Rewrite the material starting at the line that contains "[mark] the open" and ending at the last line of the material, changing "pink helmet" to "red helmet" and keeping everything else the same.

-- Begin --

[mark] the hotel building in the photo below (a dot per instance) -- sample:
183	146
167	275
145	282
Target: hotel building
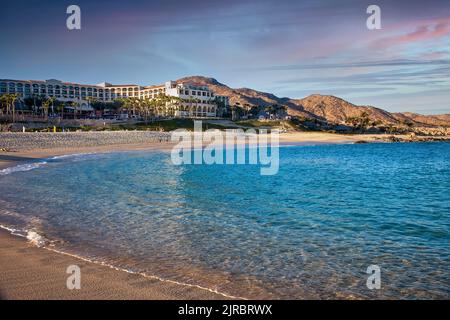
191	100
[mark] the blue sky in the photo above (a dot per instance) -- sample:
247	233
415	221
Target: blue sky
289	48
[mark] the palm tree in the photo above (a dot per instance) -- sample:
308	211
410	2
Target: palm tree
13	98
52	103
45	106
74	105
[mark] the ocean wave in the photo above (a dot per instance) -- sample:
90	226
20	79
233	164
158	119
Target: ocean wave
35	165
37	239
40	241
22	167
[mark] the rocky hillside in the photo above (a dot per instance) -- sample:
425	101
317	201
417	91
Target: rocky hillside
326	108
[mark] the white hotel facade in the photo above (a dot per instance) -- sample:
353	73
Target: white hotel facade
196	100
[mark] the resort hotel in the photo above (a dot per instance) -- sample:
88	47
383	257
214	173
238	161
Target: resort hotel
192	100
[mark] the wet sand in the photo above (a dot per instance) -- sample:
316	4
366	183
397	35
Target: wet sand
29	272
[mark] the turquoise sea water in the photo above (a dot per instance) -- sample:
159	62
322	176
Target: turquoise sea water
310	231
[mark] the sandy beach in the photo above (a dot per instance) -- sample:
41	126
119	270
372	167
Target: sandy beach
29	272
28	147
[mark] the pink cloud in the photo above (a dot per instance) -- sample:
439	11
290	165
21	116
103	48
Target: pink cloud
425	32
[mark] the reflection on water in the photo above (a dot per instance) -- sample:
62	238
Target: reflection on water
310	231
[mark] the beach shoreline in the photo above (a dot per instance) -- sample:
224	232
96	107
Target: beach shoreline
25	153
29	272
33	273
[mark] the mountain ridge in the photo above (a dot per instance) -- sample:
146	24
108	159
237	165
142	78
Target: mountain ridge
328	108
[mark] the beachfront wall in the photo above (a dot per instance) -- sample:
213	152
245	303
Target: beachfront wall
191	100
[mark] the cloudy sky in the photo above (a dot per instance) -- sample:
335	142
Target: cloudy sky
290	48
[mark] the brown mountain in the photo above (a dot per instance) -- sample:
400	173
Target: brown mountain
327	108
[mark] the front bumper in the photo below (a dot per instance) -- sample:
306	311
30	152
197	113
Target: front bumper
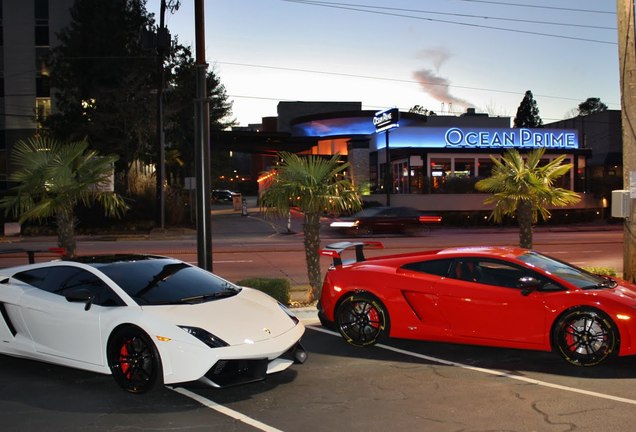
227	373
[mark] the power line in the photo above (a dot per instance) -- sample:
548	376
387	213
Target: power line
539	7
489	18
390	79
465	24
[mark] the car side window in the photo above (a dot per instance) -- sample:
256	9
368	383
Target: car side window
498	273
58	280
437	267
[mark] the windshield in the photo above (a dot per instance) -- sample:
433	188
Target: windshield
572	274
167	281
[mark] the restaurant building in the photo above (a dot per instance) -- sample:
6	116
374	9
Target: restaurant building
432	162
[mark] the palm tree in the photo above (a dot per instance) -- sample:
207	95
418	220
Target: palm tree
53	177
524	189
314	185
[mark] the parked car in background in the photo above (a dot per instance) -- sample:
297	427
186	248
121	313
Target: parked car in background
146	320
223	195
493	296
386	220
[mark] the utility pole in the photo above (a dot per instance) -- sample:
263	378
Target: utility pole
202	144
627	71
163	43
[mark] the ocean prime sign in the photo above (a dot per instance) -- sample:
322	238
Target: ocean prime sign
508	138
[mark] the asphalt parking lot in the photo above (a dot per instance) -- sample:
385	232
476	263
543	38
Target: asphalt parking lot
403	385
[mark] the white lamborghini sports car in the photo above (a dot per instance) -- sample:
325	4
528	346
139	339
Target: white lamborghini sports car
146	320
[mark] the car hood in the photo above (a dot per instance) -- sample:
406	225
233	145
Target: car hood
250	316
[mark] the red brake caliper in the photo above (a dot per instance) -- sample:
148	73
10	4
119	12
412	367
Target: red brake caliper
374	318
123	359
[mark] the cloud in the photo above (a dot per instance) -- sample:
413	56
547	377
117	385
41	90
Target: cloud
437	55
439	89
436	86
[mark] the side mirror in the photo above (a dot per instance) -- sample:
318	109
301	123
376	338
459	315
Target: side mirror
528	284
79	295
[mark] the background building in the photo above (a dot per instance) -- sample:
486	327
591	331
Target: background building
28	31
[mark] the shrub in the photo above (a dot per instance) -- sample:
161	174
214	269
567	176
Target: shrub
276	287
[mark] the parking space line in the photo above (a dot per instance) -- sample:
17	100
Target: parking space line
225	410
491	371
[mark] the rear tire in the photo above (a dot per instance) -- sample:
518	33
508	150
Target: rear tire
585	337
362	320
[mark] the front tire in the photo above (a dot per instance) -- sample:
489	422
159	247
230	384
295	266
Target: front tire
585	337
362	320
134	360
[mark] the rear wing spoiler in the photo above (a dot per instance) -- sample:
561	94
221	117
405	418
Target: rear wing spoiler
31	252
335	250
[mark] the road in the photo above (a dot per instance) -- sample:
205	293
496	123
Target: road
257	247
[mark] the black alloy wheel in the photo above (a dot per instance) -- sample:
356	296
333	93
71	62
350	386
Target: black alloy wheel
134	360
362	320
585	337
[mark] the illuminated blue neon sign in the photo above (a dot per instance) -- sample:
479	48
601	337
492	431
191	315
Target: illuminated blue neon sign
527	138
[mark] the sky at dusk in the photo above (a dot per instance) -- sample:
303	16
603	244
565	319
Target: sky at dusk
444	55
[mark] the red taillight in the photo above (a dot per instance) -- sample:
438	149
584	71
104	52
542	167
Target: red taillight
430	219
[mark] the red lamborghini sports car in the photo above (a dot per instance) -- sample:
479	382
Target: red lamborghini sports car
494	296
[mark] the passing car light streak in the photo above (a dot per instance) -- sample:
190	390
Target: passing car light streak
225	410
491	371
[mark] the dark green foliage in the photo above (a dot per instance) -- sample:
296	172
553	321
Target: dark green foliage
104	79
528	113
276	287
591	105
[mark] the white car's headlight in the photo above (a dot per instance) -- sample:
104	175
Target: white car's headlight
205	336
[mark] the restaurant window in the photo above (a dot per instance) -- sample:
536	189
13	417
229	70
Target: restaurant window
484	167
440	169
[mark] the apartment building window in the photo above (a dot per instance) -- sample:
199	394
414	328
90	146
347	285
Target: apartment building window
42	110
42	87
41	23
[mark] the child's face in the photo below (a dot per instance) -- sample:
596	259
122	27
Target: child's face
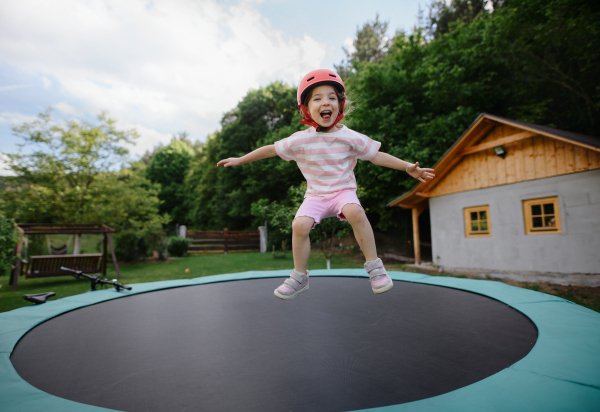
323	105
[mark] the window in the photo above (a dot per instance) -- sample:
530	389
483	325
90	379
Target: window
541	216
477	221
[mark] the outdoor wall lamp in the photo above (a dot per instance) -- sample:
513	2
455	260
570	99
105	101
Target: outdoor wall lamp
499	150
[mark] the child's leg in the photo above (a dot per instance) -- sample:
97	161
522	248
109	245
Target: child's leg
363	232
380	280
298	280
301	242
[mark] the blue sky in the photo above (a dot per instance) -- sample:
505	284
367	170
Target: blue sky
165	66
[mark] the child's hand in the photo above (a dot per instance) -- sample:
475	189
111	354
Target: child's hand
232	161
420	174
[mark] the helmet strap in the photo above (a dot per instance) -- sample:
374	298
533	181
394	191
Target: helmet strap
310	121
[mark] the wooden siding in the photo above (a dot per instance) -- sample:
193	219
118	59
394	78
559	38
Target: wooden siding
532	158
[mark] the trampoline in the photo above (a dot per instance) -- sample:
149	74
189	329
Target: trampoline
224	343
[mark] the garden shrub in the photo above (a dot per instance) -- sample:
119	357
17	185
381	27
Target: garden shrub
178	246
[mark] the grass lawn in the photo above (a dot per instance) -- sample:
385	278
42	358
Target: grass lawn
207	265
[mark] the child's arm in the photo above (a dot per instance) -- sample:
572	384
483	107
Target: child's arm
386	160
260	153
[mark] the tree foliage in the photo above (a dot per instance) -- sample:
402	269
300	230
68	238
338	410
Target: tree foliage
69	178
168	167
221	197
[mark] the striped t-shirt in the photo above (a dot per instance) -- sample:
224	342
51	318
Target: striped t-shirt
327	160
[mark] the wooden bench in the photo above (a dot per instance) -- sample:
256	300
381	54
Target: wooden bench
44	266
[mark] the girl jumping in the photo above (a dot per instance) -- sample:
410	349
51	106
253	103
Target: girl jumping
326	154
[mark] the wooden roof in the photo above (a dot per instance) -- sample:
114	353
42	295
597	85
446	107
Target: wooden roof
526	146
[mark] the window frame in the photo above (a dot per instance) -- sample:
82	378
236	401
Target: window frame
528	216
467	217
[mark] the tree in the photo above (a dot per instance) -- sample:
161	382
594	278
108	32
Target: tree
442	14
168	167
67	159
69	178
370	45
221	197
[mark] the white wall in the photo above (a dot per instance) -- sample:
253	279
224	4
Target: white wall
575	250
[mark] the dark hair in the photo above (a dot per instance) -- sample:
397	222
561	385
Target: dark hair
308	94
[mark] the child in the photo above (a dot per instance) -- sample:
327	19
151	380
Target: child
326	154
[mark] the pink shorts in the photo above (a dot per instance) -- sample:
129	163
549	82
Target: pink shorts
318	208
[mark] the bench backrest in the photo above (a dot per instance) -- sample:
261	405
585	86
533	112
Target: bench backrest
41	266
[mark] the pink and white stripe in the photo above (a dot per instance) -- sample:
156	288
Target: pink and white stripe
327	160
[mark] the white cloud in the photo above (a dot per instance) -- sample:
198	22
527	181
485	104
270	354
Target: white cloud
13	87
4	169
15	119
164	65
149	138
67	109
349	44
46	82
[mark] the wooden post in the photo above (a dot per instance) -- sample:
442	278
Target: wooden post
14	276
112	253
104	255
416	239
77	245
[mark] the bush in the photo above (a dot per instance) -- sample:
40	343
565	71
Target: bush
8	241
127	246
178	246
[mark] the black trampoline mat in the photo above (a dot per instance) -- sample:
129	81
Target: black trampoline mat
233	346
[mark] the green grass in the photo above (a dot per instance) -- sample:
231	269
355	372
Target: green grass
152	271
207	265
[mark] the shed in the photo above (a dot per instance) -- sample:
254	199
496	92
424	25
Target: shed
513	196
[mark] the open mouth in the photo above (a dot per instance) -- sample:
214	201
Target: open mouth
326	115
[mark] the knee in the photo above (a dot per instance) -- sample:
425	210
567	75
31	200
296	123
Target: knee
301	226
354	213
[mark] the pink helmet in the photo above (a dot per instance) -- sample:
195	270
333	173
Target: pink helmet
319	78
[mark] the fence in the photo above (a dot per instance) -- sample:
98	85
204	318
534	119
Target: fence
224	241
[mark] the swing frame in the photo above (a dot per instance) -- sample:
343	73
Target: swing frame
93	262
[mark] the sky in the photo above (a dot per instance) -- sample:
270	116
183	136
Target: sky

-- End --

▸ **RESPONSE TO THIS EXERCISE**
[mark] the open mouth in the photo above (a dot per instance) -- sample:
214	201
Target: open mouth
326	115
[mark] the knee in the photo above (a dot per instance) -- sample:
425	210
567	75
31	200
296	123
Target: knee
301	226
354	213
[mark] the red helmet in the photo above (a dot per instance) -- sample:
195	270
333	173
Target: red helmet
319	78
[mark] the fence in the photo above (a dot per instance) -- sample:
98	85
204	318
534	119
Target: fence
224	241
[mark] the swing frame in the photo above (a dot per instance) -- sample:
343	73
Target: swing frame
93	262
[mark] the sky in the photo above (a dot per instance) -- sample:
270	116
183	136
Target: sky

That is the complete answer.